SELECTION →
---

Accessibility links

Breaking News

US Secret Service Director Resigns


FILE - President Barack Obama is shadowed by a Secret Service agent as he walks from the Oval Office to the South Lawn of the White House.
FILE - President Barack Obama is shadowed by a Secret Service agent as he walks from the Oval Office to the South Lawn of the White House.

The director of the U.S. Secret Service, Julia Pierson, has resigned.

Administration officials say Pierson offered her resignation to President Barack Obama, and that he accepted it.

Earlier Wednesday, key lawmakers voiced new criticism of her and the Secret Service, after recent lapses in White House security.

House of Representatives Speaker John Boehner said that as more details emerge about the security breaches, "the clearer it becomes that the Secret Service is beset by a culture of complacency and incompetence." He called for an independent investigation.

House Democratic leader Nancy Pelosi also urged a new investigation.

Their criticism of the Secret Service, the agency charged with protecting Obama and his family, came as accused White House fence-jumper Omar Gonzalez appeared in a Washington court. He pleaded not guilty to charges that he eluded security and ran into the presidential mansion September 19 with a serrated knife in his pants pocket before he was apprehended.

In a separate incident three days before in the southern city of Atlanta, Georgia, a security contractor armed with a gun who had previously been convicted of assault rode on an elevator with Obama and his security detail, even through the Secret Service did not know of his background or that he was armed.

The Atlanta incident was revealed hours after Pierson testified Tuesday before a congressional committee investigating shortcomings at the agency, but never mentioned the elevator security breach.

Pierson said the intrusion into the White House was unacceptable, took "full responsibility" for it and vowed that it would not happen again.

---

DATA FOR THE TASK →
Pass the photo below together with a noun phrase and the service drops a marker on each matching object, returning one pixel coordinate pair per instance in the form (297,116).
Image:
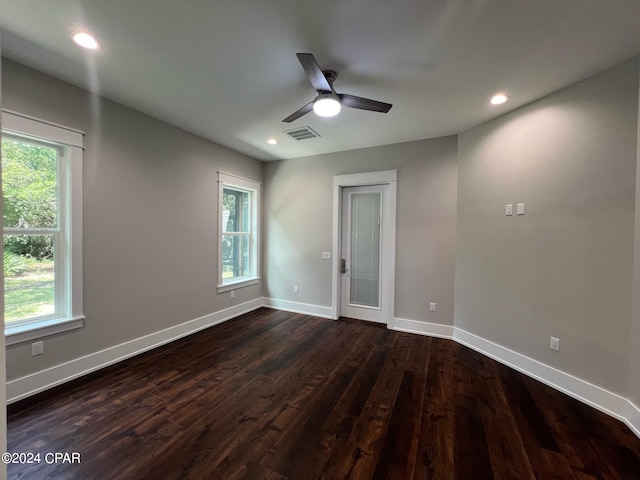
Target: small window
(41,184)
(238,242)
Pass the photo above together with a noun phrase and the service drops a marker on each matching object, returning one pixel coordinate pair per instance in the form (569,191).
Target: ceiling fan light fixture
(326,106)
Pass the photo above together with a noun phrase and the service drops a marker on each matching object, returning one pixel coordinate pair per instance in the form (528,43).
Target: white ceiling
(227,70)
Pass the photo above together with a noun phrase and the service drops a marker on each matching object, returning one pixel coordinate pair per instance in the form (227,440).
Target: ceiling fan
(328,102)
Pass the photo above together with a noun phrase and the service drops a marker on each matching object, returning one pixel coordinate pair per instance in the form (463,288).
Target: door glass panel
(365,249)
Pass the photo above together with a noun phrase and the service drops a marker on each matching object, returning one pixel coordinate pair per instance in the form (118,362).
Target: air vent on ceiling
(302,133)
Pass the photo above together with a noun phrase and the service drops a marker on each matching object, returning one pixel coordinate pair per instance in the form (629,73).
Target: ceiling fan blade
(316,77)
(303,111)
(352,101)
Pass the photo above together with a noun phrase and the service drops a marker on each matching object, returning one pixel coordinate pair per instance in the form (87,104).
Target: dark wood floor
(276,395)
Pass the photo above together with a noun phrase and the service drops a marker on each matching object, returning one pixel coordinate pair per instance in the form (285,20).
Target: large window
(41,184)
(238,244)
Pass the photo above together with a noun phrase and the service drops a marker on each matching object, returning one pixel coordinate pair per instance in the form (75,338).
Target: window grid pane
(29,288)
(235,256)
(30,184)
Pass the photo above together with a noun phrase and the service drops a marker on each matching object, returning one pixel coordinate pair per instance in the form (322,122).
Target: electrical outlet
(508,209)
(37,348)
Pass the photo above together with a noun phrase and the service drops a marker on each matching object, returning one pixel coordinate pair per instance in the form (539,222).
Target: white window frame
(68,285)
(226,180)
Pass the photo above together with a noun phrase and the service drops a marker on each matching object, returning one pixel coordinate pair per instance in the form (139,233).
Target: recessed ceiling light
(86,41)
(499,99)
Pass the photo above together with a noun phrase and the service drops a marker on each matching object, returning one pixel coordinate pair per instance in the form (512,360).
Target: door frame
(388,177)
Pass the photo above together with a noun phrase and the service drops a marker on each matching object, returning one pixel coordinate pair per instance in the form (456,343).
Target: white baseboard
(423,328)
(633,418)
(597,397)
(28,385)
(297,307)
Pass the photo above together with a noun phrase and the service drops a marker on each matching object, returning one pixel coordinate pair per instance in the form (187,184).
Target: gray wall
(565,268)
(634,337)
(150,219)
(3,370)
(298,206)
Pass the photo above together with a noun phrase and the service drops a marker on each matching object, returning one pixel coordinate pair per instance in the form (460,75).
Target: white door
(364,210)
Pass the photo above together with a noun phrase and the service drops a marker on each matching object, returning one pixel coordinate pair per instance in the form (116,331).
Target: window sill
(24,333)
(238,284)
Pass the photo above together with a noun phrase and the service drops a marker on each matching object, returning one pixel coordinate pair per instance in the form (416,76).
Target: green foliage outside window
(29,182)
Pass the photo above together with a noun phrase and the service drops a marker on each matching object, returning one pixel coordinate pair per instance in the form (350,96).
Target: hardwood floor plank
(282,396)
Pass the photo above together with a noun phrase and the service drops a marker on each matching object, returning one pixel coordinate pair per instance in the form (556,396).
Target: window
(42,216)
(238,242)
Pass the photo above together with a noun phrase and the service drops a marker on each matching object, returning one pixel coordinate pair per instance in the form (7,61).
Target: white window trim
(71,316)
(233,181)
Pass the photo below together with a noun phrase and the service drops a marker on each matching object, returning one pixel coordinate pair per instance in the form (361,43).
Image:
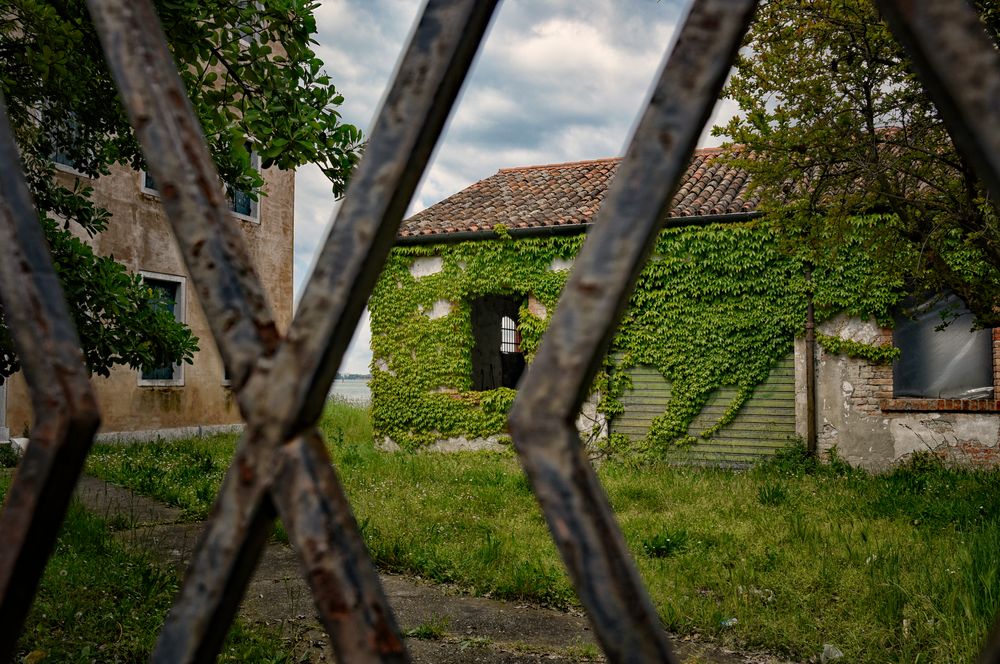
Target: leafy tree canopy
(256,85)
(835,123)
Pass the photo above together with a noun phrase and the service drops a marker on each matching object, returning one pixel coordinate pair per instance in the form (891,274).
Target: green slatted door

---

PROBLEMS →
1. In the Secret Service article, what was Omar Gonzalez carrying in his pants pocket when he ran into the presidential mansion?
2. Can you update the rows from the line containing "the form (7,61)." through the end of the rows, both ends included, replacing "marker" with "pin" and leaving everything else unchanged? Leave the pictures out of your answer.

PER-TASK OUTPUTS →
1. A serrated knife.

2.
Pass the photo above together with a noun phrase and the service drops a pin on each matching object, returning one pixel coordinate pair per instance in the form (7,61).
Target: white window trim
(71,316)
(233,181)
Pass the photo below together with a noun phrase and the service drops a pin on each matching object, returning one pixel coordinate pair per instance in the form (361,43).
Image:
Target: leafy tree canopy
(256,85)
(835,123)
Pass the photo above together with a noun phrase and the service drops a pin on each matching object, returning one pixel coordinate pair per instance in the form (891,274).
Target: green slatted door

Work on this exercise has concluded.